> Directions: Reproduce the entries below exactly, but only from the line containing "form [116, 169]." to the line containing "form [149, 93].", inclusive.

Region pointing data
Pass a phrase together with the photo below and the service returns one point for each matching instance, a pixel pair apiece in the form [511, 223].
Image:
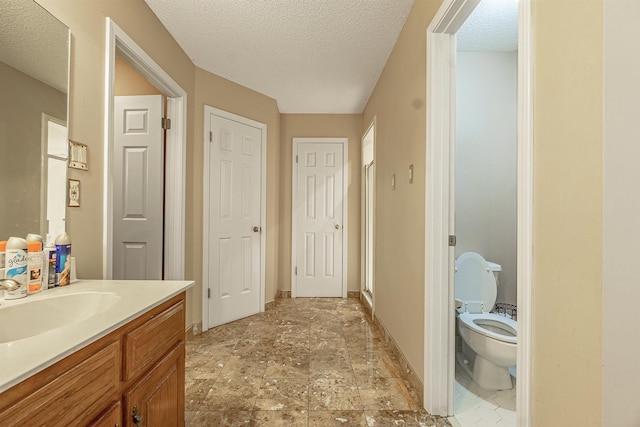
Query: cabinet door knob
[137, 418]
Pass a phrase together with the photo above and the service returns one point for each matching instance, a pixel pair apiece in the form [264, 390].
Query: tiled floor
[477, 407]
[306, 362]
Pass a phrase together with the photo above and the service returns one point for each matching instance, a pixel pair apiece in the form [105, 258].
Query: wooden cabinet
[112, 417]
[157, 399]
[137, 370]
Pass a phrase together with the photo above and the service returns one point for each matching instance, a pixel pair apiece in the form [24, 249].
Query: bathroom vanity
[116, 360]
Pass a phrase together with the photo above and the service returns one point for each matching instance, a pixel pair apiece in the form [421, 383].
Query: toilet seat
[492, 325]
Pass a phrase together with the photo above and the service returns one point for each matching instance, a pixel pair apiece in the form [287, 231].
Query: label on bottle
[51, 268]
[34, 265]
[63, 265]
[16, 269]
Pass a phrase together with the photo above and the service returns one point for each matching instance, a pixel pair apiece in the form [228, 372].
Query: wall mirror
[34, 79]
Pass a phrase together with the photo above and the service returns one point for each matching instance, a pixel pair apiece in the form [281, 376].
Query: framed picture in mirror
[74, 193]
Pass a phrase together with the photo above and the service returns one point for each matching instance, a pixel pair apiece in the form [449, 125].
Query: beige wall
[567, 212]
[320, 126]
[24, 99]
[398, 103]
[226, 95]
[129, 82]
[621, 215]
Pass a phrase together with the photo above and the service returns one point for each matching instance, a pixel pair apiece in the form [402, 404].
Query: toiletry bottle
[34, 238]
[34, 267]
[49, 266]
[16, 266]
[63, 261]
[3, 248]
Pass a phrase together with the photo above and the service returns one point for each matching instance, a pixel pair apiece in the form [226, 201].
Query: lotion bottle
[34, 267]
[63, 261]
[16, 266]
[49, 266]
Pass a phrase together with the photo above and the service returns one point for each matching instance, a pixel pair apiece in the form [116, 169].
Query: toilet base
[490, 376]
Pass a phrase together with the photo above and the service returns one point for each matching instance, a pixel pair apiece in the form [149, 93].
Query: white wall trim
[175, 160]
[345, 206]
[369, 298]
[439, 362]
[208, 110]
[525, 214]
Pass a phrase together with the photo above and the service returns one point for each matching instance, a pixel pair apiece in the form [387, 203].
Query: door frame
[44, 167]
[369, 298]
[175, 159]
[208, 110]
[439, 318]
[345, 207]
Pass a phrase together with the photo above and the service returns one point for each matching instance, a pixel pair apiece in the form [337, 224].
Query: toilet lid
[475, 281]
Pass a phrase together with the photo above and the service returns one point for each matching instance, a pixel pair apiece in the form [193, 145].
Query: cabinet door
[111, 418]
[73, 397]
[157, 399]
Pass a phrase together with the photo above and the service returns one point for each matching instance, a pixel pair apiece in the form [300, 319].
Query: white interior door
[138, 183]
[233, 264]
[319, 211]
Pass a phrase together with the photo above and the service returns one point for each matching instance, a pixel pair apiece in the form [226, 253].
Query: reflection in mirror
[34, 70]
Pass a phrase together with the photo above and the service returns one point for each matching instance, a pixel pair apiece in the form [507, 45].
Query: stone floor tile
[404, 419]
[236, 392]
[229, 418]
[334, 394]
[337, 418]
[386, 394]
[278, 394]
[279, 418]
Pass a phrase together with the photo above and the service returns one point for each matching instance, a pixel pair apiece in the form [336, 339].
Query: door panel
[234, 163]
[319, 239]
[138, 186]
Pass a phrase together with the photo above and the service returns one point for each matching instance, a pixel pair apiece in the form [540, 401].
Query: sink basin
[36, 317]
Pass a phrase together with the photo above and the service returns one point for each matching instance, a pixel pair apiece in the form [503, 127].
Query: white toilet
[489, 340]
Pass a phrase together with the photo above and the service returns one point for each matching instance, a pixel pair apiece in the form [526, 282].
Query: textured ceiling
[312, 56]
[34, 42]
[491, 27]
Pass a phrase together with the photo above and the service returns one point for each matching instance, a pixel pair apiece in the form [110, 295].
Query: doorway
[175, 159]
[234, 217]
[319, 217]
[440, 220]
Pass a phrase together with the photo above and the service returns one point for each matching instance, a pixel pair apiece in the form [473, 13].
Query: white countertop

> Response to this task:
Pass a phrase together with the photo above and the service returns one point for each matching instance, a pixel pair apiece in the form [116, 169].
Query: toilet base
[490, 376]
Pass a phrase together with the photo above and the service returns one point for each matching instance, a pixel pair apiece in the form [149, 93].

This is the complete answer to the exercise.